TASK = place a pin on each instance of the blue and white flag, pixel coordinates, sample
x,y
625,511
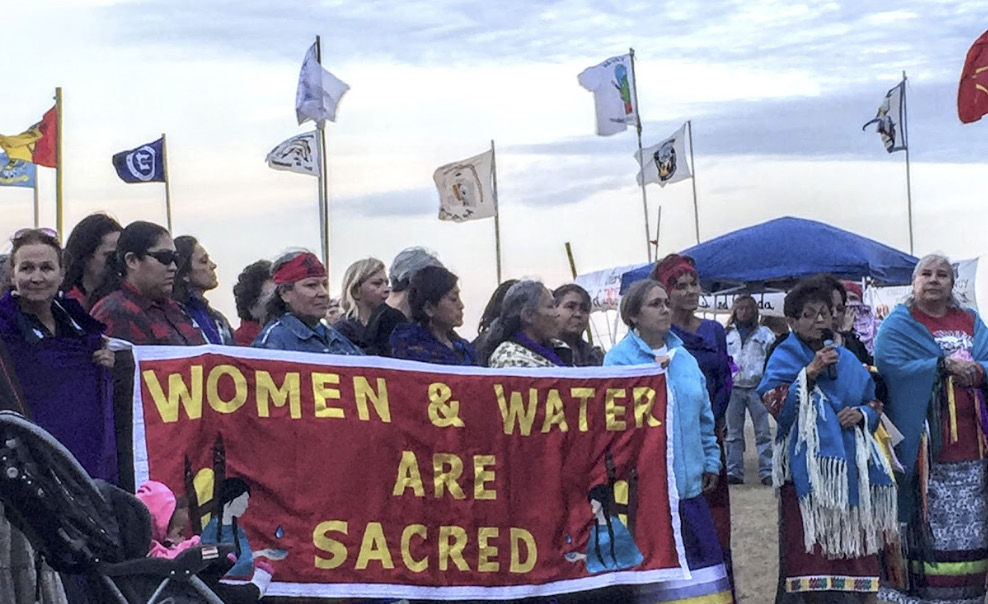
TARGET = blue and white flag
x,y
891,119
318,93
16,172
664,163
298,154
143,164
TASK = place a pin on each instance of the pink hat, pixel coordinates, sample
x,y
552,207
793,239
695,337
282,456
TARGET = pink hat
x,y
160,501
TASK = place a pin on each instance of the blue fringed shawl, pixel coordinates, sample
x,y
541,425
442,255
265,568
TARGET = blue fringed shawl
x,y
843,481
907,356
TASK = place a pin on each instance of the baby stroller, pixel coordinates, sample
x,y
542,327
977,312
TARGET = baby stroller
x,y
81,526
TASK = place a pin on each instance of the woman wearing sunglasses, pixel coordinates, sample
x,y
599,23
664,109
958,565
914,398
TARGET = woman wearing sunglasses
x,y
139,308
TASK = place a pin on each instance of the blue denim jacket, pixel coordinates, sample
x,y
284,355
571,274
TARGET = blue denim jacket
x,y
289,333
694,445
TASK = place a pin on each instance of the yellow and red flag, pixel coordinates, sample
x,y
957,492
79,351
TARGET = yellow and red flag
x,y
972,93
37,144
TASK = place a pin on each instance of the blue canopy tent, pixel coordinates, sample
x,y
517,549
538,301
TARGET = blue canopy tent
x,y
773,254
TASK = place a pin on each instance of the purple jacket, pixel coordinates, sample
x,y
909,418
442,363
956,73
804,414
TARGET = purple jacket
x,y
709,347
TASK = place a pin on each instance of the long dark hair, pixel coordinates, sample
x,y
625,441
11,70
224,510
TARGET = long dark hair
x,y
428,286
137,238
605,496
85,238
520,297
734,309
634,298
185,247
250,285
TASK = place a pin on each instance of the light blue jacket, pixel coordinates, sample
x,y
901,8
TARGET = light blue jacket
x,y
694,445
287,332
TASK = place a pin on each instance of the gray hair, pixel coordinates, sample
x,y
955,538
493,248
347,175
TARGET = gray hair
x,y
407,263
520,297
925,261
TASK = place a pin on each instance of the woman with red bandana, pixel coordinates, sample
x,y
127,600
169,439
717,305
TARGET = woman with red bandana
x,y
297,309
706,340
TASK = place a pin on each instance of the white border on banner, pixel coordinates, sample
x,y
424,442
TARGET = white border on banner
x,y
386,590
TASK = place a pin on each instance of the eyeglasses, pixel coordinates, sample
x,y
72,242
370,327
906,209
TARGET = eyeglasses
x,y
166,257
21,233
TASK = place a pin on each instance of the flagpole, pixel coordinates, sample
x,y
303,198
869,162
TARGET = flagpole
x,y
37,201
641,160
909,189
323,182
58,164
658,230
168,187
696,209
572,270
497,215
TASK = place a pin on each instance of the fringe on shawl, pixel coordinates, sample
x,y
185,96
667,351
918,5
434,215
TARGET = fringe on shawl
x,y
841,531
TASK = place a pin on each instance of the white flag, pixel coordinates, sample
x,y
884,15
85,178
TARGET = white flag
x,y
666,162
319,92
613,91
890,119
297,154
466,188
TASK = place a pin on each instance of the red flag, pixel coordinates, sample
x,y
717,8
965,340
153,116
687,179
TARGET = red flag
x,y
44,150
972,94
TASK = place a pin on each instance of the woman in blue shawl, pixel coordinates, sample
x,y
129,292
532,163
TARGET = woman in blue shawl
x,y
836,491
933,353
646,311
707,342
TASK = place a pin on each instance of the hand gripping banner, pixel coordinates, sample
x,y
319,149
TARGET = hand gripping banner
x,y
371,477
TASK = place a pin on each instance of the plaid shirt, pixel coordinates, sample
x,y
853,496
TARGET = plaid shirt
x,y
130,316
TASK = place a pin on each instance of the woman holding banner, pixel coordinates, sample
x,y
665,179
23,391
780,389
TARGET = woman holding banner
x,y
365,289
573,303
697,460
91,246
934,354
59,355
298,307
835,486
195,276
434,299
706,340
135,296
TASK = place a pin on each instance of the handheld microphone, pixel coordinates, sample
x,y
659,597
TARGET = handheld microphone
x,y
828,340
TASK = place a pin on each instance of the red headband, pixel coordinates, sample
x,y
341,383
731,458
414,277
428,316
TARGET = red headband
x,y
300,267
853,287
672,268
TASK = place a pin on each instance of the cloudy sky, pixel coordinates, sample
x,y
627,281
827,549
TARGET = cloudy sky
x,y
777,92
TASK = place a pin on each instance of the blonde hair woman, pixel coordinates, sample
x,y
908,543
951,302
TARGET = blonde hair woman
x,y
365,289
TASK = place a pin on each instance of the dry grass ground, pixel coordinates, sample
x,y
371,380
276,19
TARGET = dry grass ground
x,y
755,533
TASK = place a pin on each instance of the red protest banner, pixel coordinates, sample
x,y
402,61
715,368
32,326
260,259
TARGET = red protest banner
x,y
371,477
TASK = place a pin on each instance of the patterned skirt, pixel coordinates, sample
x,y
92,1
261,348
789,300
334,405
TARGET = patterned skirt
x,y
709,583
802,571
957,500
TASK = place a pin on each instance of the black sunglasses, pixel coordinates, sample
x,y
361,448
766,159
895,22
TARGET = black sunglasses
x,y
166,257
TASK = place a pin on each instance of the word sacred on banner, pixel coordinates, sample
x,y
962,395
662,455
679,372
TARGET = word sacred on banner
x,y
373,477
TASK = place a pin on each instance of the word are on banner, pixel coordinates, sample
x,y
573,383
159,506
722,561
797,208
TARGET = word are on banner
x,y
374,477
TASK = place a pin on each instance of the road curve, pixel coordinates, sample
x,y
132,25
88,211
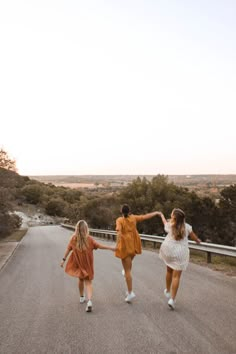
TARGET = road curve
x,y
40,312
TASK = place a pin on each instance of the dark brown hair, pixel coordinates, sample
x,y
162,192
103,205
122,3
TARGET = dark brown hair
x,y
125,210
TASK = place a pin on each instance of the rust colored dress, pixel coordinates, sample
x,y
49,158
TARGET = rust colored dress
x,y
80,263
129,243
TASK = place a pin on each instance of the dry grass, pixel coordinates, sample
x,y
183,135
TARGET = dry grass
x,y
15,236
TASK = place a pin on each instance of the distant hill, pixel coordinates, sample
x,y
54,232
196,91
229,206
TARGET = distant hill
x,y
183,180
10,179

==

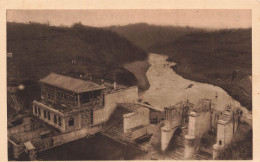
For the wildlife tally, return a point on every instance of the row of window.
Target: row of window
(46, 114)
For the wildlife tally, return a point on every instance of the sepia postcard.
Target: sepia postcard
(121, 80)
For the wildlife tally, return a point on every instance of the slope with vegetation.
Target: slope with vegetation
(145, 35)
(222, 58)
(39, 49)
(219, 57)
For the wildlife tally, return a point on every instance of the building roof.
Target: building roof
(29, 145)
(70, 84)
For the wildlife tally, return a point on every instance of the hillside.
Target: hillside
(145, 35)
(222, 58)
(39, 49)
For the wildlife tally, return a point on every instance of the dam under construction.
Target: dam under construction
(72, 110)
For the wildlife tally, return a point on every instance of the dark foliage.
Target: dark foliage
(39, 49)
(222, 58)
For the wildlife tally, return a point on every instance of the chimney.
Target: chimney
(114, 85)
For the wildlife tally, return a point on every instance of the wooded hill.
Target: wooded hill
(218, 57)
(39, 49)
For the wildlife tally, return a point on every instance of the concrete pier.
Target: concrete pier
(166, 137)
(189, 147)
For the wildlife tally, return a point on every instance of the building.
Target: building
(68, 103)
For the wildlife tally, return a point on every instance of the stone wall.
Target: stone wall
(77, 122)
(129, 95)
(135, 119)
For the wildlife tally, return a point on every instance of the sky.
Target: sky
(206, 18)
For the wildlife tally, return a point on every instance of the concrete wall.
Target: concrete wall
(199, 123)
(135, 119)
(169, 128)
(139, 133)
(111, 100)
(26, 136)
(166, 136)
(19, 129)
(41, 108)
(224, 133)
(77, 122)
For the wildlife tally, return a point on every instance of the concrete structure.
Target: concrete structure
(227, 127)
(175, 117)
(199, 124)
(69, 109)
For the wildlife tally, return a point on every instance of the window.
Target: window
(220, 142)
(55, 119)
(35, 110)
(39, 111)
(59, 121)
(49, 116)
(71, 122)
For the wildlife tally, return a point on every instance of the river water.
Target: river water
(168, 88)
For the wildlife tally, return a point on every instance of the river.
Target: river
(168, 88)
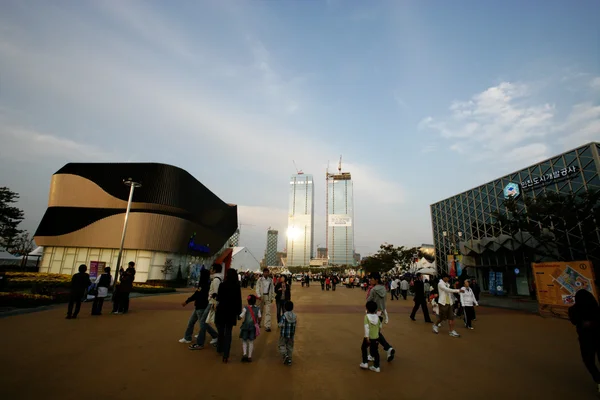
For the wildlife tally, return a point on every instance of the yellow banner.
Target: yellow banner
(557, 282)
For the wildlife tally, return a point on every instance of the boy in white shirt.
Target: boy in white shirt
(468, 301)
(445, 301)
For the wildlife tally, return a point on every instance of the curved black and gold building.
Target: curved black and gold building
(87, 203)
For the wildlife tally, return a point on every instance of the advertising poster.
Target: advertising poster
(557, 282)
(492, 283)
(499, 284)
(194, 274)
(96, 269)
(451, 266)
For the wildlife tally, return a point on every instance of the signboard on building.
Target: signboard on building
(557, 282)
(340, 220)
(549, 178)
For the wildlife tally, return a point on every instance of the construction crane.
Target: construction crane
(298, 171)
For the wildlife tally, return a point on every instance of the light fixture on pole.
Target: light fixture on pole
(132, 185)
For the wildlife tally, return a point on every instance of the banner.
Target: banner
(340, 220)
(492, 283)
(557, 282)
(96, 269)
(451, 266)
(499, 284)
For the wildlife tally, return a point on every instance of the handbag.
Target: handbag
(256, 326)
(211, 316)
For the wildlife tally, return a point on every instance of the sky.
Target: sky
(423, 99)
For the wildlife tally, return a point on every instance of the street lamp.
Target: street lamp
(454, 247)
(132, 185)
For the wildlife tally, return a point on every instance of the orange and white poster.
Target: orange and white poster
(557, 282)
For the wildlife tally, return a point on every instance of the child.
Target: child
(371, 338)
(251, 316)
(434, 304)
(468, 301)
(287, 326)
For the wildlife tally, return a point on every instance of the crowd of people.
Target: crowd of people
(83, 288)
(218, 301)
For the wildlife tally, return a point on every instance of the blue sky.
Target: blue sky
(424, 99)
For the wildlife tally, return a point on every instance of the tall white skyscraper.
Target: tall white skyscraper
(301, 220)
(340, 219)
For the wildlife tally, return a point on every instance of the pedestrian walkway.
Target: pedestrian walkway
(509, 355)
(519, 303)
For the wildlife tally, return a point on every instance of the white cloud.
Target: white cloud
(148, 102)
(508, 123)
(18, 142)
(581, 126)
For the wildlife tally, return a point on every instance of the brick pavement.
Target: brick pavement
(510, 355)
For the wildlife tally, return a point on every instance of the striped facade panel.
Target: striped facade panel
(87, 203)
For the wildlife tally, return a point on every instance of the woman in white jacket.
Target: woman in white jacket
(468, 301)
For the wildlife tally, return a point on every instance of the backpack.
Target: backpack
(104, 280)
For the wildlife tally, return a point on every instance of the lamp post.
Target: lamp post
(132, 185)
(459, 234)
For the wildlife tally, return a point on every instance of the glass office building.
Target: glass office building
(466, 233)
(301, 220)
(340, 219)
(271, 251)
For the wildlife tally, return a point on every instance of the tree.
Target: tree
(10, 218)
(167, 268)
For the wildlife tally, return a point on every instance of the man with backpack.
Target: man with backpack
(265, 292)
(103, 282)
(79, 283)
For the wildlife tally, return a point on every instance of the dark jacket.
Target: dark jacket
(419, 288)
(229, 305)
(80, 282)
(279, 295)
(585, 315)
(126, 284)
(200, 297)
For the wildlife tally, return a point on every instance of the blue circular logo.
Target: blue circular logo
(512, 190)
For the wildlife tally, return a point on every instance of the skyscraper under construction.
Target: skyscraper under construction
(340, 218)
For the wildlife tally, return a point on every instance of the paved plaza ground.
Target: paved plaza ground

* REQUEST: Please pull out every line of the records above that contains the string "foliage", treating case as significant.

* ANSWER FOR THIS EXERCISE:
For the wildlife tally, return a point on every instance of the dark foliage.
Target: dark foliage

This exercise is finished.